Natural language region descriptions
== Segment start ==

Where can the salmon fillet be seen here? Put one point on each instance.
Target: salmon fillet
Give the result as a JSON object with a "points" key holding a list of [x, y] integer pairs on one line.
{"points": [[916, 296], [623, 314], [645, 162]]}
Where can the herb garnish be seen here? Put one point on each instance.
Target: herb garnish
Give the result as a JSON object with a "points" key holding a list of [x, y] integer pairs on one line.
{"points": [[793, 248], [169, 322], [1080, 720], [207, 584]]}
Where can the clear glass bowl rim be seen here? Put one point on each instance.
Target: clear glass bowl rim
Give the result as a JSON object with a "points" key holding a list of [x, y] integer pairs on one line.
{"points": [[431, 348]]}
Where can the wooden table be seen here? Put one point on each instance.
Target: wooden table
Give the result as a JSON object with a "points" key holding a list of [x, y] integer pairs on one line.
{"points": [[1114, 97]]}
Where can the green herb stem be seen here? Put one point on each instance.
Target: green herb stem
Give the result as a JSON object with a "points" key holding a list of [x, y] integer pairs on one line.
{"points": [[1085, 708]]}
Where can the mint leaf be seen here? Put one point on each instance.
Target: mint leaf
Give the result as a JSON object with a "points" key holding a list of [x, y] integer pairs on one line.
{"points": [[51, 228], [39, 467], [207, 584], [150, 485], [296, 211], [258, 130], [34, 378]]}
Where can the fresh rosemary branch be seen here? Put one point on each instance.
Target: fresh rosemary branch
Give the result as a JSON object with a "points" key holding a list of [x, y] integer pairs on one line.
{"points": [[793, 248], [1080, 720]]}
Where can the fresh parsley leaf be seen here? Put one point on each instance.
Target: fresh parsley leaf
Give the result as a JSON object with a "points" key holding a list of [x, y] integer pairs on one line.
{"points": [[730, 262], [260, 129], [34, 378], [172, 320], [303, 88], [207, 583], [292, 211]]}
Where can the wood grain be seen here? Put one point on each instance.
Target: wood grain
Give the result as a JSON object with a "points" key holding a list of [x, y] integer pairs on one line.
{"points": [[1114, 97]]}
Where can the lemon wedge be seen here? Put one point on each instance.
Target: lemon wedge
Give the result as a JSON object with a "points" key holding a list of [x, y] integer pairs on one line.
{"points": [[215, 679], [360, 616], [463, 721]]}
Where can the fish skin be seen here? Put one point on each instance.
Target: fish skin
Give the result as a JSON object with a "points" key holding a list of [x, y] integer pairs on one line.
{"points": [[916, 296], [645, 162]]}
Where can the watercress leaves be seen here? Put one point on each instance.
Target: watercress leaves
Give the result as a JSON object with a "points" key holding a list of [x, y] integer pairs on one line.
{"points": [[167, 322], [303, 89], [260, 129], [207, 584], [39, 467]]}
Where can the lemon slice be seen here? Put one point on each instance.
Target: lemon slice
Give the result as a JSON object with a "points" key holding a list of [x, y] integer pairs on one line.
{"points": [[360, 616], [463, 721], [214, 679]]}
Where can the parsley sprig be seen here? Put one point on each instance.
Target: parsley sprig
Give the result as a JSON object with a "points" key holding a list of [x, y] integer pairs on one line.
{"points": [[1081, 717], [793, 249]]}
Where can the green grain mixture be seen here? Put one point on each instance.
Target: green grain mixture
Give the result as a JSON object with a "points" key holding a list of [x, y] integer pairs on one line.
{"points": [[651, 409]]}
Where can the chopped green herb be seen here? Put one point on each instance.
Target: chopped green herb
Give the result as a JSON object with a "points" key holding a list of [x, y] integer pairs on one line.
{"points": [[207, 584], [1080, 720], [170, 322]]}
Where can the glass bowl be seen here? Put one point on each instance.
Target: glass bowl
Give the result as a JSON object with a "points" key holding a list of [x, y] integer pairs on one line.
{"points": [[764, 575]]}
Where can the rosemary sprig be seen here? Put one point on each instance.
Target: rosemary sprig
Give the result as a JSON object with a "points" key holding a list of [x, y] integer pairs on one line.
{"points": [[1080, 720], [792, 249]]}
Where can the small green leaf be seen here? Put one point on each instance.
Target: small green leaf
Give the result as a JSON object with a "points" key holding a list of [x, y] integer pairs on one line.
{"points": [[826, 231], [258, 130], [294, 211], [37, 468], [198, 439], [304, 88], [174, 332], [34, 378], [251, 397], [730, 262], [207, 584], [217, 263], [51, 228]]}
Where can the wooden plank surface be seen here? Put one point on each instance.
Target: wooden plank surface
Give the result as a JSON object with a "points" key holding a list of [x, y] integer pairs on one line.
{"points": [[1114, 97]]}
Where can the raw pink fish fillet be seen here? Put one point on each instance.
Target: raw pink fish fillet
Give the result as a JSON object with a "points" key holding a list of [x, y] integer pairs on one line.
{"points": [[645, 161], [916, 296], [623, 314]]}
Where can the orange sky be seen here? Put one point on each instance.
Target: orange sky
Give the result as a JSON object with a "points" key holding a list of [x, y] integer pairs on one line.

== Segment end ==

→ WHAT IS REQUIRED
Set down the lines above exactly as written. Begin at the line containing "Where can the raw" and stop after the last line.

→ RESPONSE FOR THIS EXERCISE
Where can the raw pink fish fillet be seen here? Put one point on each instance.
Target: raw pink fish fillet
Give the result as a JSON object with a "points" key holding a list of [x, y] integer pairs on one line.
{"points": [[645, 161], [916, 296], [623, 314]]}
Where can the orange sky be seen here? Put one point on each instance.
Target: orange sky
Give the result as a JSON object with a "points" key holding a list of [x, y] integer pairs on one line.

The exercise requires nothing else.